Named object pointing entries:
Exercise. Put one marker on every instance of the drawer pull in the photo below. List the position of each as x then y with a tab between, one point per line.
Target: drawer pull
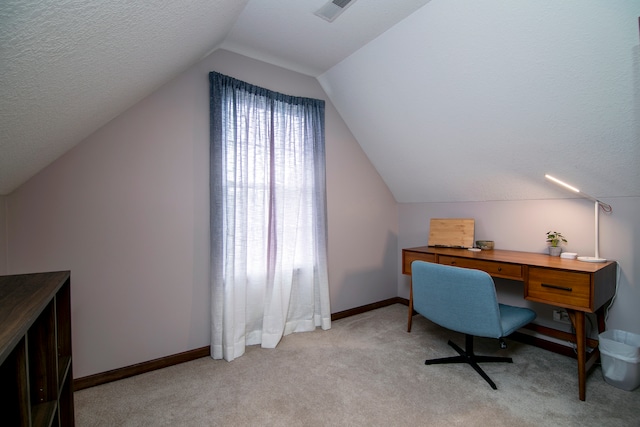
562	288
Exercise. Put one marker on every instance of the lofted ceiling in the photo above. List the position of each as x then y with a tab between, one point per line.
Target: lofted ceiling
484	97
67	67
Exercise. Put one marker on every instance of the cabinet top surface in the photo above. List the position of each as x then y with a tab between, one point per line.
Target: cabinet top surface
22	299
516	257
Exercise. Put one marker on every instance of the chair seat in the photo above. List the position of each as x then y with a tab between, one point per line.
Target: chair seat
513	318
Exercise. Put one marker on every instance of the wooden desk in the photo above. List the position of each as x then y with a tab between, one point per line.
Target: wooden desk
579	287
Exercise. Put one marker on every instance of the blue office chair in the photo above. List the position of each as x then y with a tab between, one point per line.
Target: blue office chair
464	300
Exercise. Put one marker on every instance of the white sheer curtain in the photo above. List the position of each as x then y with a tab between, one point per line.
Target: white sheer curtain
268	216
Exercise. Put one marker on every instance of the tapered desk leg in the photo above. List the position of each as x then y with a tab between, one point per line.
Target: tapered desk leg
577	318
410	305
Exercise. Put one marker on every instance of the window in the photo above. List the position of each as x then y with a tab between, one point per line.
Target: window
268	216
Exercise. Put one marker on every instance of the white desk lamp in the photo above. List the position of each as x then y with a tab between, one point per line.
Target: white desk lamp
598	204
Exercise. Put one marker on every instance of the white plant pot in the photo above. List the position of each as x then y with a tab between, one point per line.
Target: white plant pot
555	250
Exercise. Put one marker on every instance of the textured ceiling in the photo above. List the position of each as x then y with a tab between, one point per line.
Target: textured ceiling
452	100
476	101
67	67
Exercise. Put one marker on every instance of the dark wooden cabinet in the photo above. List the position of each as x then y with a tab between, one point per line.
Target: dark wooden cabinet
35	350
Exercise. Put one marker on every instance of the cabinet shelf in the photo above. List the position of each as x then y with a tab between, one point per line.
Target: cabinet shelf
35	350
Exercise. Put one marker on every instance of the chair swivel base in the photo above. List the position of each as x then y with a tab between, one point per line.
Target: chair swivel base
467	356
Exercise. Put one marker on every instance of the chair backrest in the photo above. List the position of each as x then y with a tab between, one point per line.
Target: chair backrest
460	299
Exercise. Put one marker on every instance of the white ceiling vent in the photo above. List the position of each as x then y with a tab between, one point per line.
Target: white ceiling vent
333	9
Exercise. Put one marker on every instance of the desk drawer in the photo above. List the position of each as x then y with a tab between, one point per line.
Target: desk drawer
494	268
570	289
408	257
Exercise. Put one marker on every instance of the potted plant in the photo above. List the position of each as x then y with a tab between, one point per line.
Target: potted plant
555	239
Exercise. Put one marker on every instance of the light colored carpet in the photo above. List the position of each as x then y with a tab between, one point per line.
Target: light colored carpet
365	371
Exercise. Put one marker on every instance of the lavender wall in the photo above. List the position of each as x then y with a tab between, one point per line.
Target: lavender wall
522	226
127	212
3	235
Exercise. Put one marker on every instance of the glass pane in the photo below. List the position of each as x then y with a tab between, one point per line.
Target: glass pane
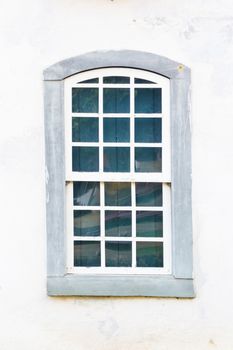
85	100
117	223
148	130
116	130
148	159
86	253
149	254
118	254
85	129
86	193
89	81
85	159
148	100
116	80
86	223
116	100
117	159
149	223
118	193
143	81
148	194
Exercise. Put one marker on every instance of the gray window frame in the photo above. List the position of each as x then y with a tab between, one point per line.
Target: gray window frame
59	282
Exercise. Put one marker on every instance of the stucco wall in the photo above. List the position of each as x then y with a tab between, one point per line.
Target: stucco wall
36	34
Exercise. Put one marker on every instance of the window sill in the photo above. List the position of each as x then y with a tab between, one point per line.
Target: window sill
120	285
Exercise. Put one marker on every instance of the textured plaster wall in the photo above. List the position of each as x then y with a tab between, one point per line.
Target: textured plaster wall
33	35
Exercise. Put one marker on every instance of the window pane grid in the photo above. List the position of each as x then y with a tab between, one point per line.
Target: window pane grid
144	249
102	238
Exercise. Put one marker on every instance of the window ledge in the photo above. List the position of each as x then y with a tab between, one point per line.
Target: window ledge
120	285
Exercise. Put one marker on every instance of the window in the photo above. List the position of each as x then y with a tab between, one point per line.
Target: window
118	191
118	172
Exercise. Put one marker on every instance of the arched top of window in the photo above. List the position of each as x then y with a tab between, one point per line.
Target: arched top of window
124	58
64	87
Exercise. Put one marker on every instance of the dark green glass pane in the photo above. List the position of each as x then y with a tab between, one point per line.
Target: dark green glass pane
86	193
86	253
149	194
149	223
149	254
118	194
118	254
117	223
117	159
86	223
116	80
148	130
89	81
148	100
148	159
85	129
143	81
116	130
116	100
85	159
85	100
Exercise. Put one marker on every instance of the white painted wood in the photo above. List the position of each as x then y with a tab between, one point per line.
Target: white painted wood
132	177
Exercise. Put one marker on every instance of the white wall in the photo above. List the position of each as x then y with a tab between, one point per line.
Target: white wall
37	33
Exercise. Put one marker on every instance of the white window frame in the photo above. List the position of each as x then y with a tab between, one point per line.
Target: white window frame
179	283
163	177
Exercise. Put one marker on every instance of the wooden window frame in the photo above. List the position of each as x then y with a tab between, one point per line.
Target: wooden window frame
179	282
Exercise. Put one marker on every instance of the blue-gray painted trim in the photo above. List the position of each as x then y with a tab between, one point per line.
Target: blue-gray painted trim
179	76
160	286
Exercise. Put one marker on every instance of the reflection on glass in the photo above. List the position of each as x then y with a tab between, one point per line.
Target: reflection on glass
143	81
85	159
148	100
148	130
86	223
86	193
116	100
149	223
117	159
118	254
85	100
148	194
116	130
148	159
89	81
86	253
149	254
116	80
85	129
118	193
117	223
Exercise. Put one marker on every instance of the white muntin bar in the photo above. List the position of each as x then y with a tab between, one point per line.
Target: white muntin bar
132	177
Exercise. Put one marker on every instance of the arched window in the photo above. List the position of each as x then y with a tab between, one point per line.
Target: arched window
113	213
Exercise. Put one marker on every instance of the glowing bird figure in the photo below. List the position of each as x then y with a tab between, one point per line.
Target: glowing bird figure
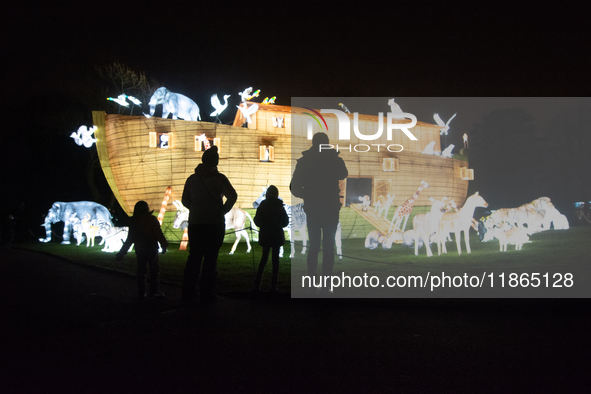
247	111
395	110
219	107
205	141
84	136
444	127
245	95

### TASK GOAL
Take the line that contains "Exercise. Put one marker on every instance of the white muntin" and every line after it up to the end of the records above, and restate them exactly, without the pictures.

### RESPONSE BELOW
Exercise. Put one marker on every instance of the white muntin bar in the photo above. List the position of each as x then y with a tab between, one point per line.
Target: white muntin bar
132	177
Exercise. Put one marker on every instance of the arched window in the photo above. List the position of each as x then y with a tab between, one point per line.
Target: arched window
113	213
Exercise. Put one marker on every instance of the glowing bird figure in the photo below. List the position of each as x then y with a tab between, one point per line.
Target: glowing bird figure
247	111
395	110
219	107
205	141
84	136
444	127
245	95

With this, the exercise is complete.